* **Problem requirements**:
Word for word, transcribe all of the records.

━━━━━━━━━━━━━━━━

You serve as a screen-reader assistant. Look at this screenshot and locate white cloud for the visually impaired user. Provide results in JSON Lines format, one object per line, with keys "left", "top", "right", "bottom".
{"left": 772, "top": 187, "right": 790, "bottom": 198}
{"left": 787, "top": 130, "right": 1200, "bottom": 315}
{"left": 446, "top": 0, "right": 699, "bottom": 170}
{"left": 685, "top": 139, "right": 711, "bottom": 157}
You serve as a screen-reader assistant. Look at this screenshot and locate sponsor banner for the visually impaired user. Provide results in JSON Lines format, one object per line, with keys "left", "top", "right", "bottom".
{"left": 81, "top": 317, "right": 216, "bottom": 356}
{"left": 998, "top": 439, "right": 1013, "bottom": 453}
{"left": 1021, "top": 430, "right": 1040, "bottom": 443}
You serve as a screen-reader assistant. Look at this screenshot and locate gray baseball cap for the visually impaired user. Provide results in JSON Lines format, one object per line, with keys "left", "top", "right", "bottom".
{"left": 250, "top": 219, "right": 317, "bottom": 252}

━━━━━━━━━━━━━━━━

* **Task output**:
You serve as a screen-reader assistant. Look at this screenshot and locate white cloud for the visually impaired user. Provide results in JSON Lines format, one object per line, with keys "left", "top", "right", "bottom".
{"left": 772, "top": 187, "right": 790, "bottom": 198}
{"left": 787, "top": 130, "right": 1200, "bottom": 315}
{"left": 446, "top": 0, "right": 699, "bottom": 170}
{"left": 685, "top": 139, "right": 711, "bottom": 157}
You serve as a screen-reader assistant. Look at this screenshot and locate sponsor banner for the visually impaired user. Provide results in JSON Lines format, one object per line, with keys "left", "top", "right", "bottom".
{"left": 81, "top": 317, "right": 216, "bottom": 356}
{"left": 998, "top": 439, "right": 1013, "bottom": 453}
{"left": 1021, "top": 430, "right": 1040, "bottom": 443}
You serve as a screen-reader assistant. Look at this screenshot and locate gray baseball cap for the visually impaired user. Provide results in JSON Lines format, one object per line, with keys "left", "top", "right", "bottom".
{"left": 250, "top": 219, "right": 317, "bottom": 252}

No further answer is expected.